--- REQUIRED ACTIONS ---
1. In the account of working as a personal care aide while living with diabetes, why did the writer leave the nurse's aide job at the home for the developmentally disabled? Answer in one to three sentences.
2. From the account of caregiving and diabetes, copy word for word the passage from "I have accomplished" to "be lived with.".

== EXCERPT PROVIDED

My Story as a Personal Care Aid
and a Diabetic
by Carolyn Samuels
I was born in Pomona, California, raised in Elizabeth City, North Carolina and then back in California again. My parents were Janet and Dick Reed, and due to my fathers work we moved fairly regularly when I was young.
In 1976, when I was ten years old, my younger brother, sister and I all came down with flu-like symptoms. Since neither of my parents was the type to panic and take a child to the hospital for what they felt were everyday childhood illnesses and injuries, my mother took care of us at home. Within a week, my siblings were outside playing again while I fought to keep even saltine crackers down due to weakness and nausea. I had cut my hand three weeks previously, and not only was it not healing, it was looking like a very serious infection. When my mother finally did take me to the hospital, the doctor found the cut had become gangrenous; and in addition they diagnosed me as having diabetes, the likely reason the cut would not heal. I was in the hospital for 25 days. When I was finally well enough to be taken off the IV but still confined to the hospital, I passed the time by delivering meals to other patients in the pediatric wing. It was the first sign that I would find happiness in a career as a caregiver, which is my vocation today.
In 1985 at the age of 18 I took a job as a nurse's aide in a home for the developmentally disabled. I had found a new love, and the clients were all very dear to me; and although the administration made accommodations for my required meals, their substandard policies for their clients' own care forced me in good conscience to look for work elsewhere.
My next employer was my first home-bound client, and an extraordinary person for whom to work. I learned a great deal about independence and the true capabilities of the disabled from this patient Keith Fires II. Mr. Fires had Muscular Dystrophy, was a quadriplegic and could move only three fingers, and yet was still a full-time employee at Hughes Aircraft at the time of his death in 1988. His drive for success made me realize I was destined to help those who strove to help themselves. It was then that I realized that my diabetes could only be a hindrance to me if I let it be one.
My daughter, Megan was born in 1991. I can only credit a miracle for her current good health, as my diabetes was the direct cause of Megan's emergency premature birth ten weeks prior to her due date. In the seven months of my pregnancy I learned of many new changes in the accepted diabetic diet. Therefore, in a way, my pregnancy was a double blessing. First in that I have a beautiful daughter in whom I delight and love very much, and secondly, that during my pregnancy I learned so much about my disease and the many things that I could do to control its impact upon me.
Through the twenty years since my diagnosis, I have married , had a child, been divorced, and had my vision threatened by diabetes retinopathy in 1988 and 1991. Yet, my earlier dreams have kept me in the home-care field.
I have accomplished just what the doctors said I could do: with anticipation, preparation and determination, I have made my diabetes a condition that can be lived with.

====
== DATASET CONTENT

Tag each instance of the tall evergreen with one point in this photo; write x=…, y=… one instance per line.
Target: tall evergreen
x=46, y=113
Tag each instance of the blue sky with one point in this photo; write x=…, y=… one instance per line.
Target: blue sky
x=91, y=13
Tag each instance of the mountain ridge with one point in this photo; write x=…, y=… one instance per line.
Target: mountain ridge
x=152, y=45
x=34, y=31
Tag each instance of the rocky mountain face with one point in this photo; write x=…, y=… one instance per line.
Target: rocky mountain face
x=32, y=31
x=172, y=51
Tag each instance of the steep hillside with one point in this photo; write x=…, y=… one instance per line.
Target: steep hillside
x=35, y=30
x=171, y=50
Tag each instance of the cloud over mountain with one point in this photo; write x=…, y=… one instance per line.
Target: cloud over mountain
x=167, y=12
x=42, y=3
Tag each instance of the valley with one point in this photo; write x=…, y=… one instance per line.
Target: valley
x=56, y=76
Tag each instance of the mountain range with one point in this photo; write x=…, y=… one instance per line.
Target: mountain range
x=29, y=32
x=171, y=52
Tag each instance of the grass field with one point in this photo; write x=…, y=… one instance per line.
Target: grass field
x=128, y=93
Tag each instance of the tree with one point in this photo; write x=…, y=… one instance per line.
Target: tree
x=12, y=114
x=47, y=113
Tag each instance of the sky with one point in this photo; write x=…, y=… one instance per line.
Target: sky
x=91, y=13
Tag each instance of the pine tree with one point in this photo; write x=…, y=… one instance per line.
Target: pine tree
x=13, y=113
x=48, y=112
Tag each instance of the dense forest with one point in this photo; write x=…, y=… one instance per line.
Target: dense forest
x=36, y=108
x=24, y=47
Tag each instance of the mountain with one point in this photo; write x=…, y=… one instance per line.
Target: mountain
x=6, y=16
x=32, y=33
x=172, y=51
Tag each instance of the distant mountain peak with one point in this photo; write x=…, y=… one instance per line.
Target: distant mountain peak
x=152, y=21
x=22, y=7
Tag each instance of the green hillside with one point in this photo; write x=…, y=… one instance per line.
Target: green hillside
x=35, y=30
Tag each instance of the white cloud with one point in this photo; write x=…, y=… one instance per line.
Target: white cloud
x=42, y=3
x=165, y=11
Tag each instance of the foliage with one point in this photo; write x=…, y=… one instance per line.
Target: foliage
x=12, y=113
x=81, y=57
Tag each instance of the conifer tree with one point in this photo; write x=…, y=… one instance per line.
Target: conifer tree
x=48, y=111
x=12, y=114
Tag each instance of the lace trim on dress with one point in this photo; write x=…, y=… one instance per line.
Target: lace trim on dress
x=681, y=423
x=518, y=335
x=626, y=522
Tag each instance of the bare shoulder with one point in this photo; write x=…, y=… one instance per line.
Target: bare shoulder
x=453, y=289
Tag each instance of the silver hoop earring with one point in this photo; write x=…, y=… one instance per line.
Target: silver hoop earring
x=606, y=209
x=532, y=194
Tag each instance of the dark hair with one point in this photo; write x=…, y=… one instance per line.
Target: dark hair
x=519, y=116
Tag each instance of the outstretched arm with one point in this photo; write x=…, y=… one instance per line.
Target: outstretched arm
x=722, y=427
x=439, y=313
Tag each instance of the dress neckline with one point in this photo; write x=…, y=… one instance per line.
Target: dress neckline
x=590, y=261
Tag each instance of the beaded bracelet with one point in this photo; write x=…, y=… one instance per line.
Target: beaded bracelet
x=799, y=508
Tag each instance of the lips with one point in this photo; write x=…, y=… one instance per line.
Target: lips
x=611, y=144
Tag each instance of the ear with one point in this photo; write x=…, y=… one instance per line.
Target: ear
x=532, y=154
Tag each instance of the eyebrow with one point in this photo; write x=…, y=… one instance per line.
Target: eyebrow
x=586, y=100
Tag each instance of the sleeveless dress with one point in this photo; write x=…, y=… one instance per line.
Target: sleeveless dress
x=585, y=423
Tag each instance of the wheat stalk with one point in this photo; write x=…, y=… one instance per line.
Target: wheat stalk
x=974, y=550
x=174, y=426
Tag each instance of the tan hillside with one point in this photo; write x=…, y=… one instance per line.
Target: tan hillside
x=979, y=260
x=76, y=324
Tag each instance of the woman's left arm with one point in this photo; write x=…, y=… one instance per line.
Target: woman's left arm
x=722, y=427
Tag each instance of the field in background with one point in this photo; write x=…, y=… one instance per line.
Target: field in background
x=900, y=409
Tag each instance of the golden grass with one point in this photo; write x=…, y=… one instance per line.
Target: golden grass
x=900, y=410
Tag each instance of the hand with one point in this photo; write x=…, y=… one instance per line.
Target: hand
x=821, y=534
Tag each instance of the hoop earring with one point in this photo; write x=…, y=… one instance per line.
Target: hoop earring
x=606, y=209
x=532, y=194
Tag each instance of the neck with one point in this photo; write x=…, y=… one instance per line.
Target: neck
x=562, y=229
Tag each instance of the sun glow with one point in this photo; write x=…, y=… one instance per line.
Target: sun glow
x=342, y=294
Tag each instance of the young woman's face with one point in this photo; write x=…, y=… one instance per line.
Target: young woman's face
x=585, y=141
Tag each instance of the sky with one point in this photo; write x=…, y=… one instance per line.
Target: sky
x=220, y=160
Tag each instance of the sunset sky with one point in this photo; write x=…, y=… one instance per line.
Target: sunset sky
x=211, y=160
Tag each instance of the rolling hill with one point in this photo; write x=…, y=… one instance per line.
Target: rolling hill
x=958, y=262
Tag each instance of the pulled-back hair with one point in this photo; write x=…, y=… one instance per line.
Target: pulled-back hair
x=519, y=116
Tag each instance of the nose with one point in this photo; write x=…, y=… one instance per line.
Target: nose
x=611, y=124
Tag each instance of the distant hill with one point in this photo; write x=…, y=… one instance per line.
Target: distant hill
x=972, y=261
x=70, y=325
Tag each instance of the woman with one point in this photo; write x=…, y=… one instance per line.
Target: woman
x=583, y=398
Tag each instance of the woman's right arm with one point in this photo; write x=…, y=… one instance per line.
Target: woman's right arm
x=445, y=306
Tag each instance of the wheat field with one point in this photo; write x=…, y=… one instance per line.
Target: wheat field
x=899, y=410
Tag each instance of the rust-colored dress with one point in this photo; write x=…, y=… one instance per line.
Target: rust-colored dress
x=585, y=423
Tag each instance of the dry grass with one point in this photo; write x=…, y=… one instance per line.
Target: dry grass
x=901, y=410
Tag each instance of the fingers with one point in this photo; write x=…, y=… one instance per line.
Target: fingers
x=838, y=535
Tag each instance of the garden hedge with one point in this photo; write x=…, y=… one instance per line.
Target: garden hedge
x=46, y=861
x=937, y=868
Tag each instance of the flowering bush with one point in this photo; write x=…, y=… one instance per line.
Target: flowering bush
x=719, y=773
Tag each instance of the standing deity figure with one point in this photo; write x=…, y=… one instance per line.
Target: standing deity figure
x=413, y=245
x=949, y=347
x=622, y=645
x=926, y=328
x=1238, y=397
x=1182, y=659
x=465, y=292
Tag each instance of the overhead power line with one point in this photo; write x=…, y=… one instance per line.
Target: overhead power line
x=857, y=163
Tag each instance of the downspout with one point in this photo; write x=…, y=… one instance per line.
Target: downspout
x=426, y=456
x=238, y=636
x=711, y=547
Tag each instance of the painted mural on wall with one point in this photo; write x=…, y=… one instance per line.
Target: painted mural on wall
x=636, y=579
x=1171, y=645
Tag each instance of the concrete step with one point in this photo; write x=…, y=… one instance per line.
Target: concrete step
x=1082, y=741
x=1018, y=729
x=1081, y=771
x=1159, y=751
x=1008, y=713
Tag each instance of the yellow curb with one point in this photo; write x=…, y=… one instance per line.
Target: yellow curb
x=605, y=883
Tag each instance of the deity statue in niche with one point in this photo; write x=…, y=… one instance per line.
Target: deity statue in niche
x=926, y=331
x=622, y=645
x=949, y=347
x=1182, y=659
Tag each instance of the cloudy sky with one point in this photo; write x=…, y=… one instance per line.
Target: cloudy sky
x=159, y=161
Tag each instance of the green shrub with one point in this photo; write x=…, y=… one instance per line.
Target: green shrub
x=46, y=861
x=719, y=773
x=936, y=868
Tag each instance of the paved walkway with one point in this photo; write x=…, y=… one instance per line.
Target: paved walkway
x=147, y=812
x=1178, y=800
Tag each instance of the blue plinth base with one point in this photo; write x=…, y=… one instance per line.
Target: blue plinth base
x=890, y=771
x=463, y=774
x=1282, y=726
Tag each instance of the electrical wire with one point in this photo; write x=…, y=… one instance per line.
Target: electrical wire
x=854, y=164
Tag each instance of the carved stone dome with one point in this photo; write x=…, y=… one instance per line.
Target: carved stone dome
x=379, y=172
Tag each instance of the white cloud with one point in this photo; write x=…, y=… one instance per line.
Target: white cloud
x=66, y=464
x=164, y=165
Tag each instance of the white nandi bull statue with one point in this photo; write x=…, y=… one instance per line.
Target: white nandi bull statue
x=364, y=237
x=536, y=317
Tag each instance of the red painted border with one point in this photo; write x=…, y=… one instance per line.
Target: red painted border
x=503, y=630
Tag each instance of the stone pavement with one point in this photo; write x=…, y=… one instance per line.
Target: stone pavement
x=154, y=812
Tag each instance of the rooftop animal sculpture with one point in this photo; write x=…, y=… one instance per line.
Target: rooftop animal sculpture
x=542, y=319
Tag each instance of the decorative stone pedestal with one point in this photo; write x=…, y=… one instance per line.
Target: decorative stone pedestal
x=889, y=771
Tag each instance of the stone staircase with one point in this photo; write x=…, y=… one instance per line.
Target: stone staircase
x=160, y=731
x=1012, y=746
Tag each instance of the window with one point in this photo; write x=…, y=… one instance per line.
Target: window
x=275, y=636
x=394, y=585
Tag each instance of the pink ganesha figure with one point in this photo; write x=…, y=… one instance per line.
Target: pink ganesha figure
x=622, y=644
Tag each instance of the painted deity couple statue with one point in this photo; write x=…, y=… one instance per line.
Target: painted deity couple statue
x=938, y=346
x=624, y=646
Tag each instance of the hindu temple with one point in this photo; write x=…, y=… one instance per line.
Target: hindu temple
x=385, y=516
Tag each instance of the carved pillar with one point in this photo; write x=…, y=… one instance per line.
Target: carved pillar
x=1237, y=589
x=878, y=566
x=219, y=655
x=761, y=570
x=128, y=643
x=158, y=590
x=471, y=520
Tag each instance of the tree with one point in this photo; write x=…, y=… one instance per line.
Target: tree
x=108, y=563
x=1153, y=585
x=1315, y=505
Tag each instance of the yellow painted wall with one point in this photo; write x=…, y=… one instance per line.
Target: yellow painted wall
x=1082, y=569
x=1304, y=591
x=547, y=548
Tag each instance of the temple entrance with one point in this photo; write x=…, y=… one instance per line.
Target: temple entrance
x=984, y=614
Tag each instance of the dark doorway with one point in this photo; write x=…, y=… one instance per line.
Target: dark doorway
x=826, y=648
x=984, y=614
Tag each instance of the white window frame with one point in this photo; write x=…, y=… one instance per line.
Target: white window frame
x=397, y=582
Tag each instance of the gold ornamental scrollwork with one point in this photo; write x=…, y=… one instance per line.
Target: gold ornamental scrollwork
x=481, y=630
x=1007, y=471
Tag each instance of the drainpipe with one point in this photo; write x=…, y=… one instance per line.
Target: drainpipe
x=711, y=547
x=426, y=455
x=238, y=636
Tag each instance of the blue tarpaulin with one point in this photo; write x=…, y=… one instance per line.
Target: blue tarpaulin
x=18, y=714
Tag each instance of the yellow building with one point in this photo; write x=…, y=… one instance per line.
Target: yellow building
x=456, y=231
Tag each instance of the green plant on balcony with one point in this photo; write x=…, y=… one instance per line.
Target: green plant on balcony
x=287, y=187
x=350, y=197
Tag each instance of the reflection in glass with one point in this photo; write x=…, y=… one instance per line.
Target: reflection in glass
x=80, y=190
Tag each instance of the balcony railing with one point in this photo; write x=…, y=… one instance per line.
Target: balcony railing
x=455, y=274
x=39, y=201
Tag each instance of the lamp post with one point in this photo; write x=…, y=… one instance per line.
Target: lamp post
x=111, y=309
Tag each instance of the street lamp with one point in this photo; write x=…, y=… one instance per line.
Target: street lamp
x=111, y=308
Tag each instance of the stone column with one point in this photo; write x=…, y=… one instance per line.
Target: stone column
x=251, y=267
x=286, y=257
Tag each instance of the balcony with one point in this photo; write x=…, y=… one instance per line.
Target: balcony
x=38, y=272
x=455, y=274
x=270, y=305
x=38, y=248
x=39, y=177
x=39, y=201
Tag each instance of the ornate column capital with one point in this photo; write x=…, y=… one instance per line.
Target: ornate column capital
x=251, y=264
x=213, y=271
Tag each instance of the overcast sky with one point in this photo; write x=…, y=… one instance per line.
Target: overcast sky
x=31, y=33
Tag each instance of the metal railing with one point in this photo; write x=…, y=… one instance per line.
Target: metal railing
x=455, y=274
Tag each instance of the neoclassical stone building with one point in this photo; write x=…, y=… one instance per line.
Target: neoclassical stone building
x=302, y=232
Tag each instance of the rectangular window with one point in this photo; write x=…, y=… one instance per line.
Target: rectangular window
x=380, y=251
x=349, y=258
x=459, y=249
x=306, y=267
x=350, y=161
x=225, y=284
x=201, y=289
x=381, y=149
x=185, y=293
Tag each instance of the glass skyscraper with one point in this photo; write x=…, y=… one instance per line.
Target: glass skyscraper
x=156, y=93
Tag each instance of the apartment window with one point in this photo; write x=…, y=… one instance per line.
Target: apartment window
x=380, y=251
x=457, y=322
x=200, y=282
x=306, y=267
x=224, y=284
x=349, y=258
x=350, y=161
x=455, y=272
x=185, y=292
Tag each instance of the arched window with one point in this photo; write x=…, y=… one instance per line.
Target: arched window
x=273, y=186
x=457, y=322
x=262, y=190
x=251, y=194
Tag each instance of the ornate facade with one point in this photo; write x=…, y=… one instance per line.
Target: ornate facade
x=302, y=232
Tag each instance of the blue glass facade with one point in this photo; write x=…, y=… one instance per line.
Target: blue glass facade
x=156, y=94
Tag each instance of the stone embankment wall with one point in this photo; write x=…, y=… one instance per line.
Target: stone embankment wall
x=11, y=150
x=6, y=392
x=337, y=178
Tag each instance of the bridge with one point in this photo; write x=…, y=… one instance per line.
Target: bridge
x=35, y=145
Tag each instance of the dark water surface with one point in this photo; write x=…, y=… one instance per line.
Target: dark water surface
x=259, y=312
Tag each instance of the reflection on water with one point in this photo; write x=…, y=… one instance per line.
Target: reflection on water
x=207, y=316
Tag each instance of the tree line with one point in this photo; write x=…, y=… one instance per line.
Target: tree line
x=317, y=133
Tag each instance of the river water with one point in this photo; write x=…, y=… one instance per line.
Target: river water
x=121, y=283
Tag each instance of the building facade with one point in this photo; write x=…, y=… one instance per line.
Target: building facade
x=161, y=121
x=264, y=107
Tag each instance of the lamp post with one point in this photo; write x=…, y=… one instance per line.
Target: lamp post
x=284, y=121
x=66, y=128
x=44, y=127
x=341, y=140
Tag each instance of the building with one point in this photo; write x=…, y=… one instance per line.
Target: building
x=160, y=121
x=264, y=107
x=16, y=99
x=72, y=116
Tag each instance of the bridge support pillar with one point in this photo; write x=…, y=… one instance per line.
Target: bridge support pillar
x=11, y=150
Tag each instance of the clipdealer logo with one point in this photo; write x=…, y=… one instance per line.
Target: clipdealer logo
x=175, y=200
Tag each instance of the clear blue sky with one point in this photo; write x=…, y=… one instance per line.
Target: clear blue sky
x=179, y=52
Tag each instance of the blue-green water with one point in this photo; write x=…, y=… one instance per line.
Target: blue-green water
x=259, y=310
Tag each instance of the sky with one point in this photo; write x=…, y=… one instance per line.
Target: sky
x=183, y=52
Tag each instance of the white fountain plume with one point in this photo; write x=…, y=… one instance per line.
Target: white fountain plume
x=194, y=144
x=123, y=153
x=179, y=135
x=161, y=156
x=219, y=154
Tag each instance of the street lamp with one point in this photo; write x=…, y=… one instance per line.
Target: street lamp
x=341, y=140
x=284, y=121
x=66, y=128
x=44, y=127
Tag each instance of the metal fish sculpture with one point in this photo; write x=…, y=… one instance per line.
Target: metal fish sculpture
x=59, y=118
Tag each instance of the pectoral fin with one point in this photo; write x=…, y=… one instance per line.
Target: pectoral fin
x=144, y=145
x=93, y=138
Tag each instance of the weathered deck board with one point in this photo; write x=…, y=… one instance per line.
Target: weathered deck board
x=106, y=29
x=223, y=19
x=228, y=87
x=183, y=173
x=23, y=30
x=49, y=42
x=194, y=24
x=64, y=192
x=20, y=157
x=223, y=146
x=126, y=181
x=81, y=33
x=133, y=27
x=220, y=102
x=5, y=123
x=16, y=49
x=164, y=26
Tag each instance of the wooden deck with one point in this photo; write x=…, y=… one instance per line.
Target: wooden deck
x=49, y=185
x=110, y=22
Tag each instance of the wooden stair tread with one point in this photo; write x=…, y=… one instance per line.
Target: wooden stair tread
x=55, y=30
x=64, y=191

====

--- TASK-BY-TASK RESULTS ---
1. The administration's substandard policies for the clients' own care forced the writer, in good conscience, to look for work elsewhere. The writer left even though the administration had made accommodations for the writer's required meals.

2.
I have accomplished just what the doctors said I could do: with anticipation, preparation and determination, I have made my diabetes a condition that can be lived with.